* BEGIN TEXT EXCERPT *

We previously proposed a green landscape-friendly display method that realizes animations on a grass surface by dynamically controlling grass length29. This method focused on a grass color consisting dying yellow grass and lively green grass in the real world. The length of the yellow grass is fixed, whereas, the green grass length increases with time. Thus, multiple grass colors are generated depending on the green grass length. We designed a grass system to move artificial green grass length in artificial yellow grass using a linear actuator system pixel by pixel. The grass system was named a grass pixel. Thus, a grass animation display can be constructed by using multiple grass pixels, and the animations can be directly displayed on the grass surface without a displaying device, such as an LCD or a projector. In previous research, we developed the grass pixel with artificial yellow and green grass using a linear actuator system to control the green grass length. We also conducted a simple experiment to evaluate the grass color change of the grass pixel through image processing. Consequently, we confirmed that the grass color of the grass pixel can simply be changed from yellow to green while increasing the green grass length. Moreover, a \(3\times 3\) pixels grass animation display was created using nine grass pixels and demonstrated in several simple animations. \(3\times 3\) grayscale images were used to play the animations on the grass animation display. Because the grass color can be changed based on the green grass length, the color scale of the grayscale images was subjectively mapped to the green grass length in the demonstrations. However, we did not realize a grass color scale setting procedure to map the color scale to the green grass length based on objective evaluations.

* END TEXT EXCERPT *

> **DIRECTIONS**: In the text on grass animation displays, why could the color scale of the grayscale images be mapped to the green grass length? Answer in one to three sentences.

* BEGIN SUPPLIED MATERIAL *

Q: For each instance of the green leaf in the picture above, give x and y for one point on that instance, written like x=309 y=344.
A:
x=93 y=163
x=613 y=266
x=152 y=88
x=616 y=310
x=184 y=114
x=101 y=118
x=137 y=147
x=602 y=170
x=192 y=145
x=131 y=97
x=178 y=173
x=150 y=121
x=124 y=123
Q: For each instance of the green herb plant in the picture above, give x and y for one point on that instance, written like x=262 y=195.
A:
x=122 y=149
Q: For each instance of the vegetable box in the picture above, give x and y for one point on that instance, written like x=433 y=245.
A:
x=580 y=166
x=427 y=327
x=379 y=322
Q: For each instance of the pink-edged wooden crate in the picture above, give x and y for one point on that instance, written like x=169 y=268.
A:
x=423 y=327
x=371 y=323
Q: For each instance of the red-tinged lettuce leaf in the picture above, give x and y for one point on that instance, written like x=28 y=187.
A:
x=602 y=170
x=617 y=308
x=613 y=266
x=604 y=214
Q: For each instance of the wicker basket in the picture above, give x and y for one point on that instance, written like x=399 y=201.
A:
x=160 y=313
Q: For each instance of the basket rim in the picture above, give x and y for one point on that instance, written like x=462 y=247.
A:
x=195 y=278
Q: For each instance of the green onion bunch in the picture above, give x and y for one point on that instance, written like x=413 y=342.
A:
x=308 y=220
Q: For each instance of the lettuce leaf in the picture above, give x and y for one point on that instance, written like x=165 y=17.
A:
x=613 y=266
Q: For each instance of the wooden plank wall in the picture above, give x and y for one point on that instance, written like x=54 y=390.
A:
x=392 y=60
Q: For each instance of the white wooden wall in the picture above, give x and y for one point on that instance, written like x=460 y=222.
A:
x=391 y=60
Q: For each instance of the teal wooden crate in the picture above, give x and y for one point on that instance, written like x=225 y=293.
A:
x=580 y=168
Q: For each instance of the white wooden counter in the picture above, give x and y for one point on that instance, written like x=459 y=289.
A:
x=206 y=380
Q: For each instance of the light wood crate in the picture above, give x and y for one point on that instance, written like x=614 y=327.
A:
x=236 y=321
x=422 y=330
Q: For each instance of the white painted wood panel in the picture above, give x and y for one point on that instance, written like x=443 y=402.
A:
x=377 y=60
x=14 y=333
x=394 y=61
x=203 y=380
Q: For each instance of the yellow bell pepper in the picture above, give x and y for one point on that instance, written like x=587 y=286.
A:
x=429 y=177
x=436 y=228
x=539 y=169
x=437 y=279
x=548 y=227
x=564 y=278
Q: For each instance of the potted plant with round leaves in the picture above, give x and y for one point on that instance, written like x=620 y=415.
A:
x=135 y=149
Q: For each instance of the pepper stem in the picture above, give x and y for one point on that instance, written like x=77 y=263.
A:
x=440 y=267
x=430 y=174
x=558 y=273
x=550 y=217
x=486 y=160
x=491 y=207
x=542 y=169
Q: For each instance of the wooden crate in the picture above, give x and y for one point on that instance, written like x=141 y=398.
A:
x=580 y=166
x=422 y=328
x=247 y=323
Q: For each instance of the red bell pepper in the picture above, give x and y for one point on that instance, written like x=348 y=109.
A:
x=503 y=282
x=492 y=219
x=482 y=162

* END SUPPLIED MATERIAL *
* BEGIN SUPPLIED MATERIAL *

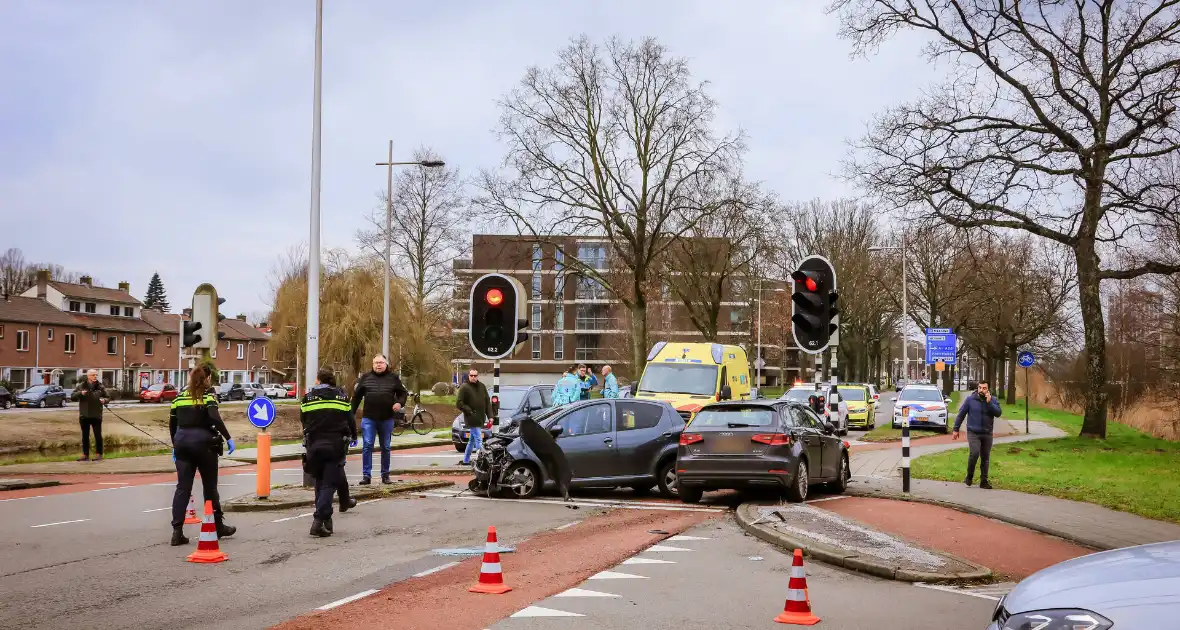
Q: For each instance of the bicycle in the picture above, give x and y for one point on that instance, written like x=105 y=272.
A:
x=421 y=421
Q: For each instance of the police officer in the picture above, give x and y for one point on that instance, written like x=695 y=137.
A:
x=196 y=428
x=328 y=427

* END SUPPLIED MATERIAL *

> **OUTPUT OF THE TASK**: The grass color can be changed based on the green grass length. The yellow grass stays at a fixed length, so as the green grass length increases, a grass pixel's color shifts from yellow to green.